# REQUIRED ACTIONS
1. According to the biography of Clara Rosa De Lima, in what year did she and Stella Beaubrun open the Art Creators gallery in Port of Spain?
2. Using the biography of Clara Rosa De Lima, explain how her mother came to be left a widow at age 26.
3. Write a continuation of the biography of Clara Rosa De Lima that picks up after its final sentence.

# SUPPLIED TEXT
- Born: 27 July 1922 Trinidad
- Alma mater: Long Island University ;
- Occupation: Novelist, writer

= Clara Rosa De Lima =

Trinidadian novelist and poet (born 1922)

Clara Rosa De Lima (born 27 July 1922) is a Trinidadian novelist, poet, journalist and art dealer.

==Life and career==
Clara Rosa De Lima was born in Trinidad on 27 July 1922. She was one of seven children of Yldefonsa De Lima and Rosario De Lima. Yldefonso, from a Spanish family with Sephardic roots, founded the successful Y De Lima and Co. jewelry store. His first wife, Josefita Diaz, died in 1910 and he married his late wife's fourteen year old niece Rosario. He died when Clara was four years old, leaving her mother a widow with six children at age 26.

Her novels include Currents of the Yuma (1978), about peasants under the dictatorship of Rafael Trujillo.

De Lima and Stella Beaubrun opened the Art Creators gallery in Port of Spain in 1978. Future Nobel Prize winner Derek Walcott sold his paintings through De Lima and she served as co-producer for a 1980 production of his play Marie Laveau.

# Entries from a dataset
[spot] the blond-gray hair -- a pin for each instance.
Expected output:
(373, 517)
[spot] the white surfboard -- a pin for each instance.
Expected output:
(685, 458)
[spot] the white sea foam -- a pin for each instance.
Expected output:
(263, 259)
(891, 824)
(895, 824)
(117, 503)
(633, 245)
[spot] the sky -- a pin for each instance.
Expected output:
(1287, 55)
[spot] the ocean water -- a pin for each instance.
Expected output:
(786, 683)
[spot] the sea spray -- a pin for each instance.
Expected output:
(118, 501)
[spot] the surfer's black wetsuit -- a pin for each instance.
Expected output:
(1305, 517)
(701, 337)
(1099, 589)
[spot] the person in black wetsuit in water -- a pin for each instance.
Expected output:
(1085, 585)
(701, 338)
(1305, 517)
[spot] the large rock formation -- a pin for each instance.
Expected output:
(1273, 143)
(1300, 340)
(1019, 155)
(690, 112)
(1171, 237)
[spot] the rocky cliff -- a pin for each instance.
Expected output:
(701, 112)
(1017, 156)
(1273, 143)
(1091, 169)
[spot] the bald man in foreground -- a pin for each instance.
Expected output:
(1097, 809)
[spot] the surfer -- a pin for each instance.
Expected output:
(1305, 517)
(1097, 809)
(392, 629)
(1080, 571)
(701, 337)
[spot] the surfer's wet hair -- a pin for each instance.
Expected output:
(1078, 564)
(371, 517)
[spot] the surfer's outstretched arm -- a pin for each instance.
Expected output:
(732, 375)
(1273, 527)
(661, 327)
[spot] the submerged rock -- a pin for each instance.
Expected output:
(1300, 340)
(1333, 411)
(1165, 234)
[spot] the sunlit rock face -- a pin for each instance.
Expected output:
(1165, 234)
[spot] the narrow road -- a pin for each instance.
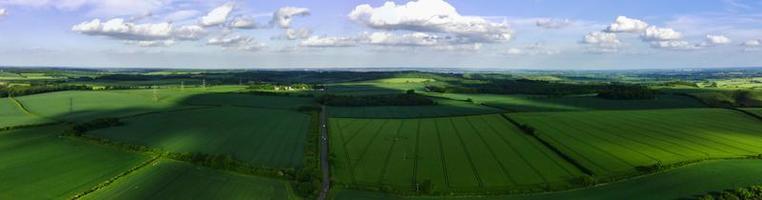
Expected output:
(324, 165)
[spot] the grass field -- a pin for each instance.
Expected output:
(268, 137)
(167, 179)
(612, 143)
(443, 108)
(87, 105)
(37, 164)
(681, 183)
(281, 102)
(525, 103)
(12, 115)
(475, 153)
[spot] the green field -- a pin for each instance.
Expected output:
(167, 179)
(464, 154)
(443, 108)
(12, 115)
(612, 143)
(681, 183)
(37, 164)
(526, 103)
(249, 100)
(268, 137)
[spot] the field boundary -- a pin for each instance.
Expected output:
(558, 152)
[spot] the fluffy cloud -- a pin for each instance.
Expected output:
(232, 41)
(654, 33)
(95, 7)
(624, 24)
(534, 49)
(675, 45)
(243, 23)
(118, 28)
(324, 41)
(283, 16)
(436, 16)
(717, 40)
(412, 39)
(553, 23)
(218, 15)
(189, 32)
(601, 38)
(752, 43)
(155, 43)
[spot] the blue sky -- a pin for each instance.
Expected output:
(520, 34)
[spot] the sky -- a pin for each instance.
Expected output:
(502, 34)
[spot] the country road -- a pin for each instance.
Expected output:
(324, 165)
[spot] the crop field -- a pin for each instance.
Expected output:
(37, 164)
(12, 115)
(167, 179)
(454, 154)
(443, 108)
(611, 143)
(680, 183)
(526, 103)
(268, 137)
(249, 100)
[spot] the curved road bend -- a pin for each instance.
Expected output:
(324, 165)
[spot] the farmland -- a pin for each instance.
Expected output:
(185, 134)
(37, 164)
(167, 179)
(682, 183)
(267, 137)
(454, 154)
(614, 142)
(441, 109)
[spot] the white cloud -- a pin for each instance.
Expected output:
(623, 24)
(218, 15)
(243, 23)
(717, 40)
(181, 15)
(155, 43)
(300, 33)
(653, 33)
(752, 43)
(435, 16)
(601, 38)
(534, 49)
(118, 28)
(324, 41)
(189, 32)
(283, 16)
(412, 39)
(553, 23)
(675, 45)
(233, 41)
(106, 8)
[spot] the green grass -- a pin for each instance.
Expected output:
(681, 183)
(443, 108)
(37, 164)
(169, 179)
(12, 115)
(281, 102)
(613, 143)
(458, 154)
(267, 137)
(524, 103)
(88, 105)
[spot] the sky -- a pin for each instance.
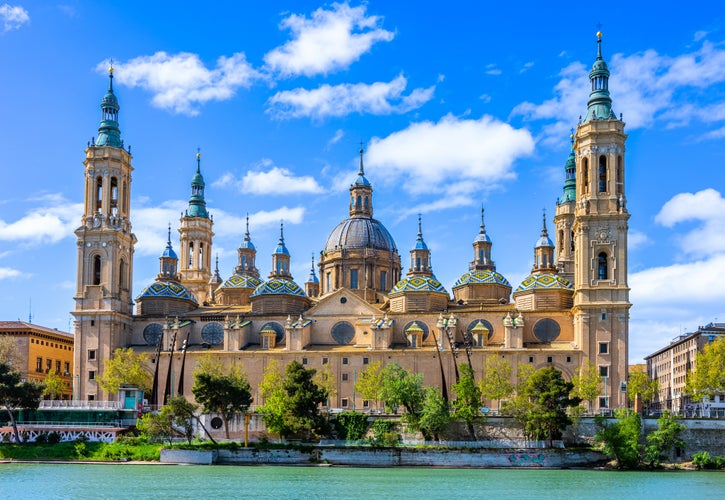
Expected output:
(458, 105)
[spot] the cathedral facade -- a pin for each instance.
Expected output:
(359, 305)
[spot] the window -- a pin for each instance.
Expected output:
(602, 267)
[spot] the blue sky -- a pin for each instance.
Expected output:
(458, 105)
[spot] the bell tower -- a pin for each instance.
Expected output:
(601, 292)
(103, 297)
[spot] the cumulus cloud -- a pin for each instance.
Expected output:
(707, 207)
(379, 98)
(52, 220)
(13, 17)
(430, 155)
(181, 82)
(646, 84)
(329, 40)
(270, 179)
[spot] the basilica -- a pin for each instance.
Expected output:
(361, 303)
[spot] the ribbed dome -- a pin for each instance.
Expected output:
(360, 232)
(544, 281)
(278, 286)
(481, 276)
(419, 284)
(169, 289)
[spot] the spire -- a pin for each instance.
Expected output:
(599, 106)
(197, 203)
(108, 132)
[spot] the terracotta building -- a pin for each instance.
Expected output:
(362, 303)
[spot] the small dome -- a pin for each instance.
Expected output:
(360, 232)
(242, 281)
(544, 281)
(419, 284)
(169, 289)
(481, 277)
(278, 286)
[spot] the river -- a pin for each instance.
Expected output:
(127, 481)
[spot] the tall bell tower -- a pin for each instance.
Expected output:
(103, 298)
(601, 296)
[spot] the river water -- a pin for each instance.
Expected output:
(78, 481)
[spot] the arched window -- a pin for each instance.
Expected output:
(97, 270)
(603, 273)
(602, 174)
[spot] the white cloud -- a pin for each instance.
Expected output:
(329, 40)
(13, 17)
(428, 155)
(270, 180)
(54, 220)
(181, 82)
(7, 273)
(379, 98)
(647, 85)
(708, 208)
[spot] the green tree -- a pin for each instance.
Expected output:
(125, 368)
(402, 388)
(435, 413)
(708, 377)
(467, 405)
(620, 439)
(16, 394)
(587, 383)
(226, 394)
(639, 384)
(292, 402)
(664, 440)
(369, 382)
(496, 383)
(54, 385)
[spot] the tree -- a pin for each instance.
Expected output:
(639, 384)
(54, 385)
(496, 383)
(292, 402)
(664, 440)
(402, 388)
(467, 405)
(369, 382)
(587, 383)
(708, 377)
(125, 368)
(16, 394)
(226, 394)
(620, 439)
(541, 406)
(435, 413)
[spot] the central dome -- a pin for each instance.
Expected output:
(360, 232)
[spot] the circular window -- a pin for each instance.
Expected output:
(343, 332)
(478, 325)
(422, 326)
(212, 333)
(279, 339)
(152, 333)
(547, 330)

# TASK-BY-TASK RESULTS
1. 1978

2. Her father, who founded the Y De Lima and Co. jewelry store, died when Clara was four years old. His death left her mother a widow at the age of 26.

3.
Trinidadian artist Adrian Camps-Campins, a painter of historical scenes from Trinidadian history, painted De Lima's July 1929 seventh birthday party in 1989. The painting was used on a greeting card published by UNICEF in 1993.

== Bibliography ==

=== Novels ===
- Tomorrow Will Always Come, Obolensky, 1965.
- Not Bad Just a Little Mad, Stockwell, 1975.
- Currents of the Yuna, Stockwell, 1978.
- Countdown to Carnival, Stockwell, 1978.
- Kilometre Nineteen, Stockwell, 1980.

=== Poetry ===
- Thoughts and Dreams, Stockwell, 1973.
- Dreams Non Stop, Stockwell, 1974.
- Reminiscing, Stockwell, 1975.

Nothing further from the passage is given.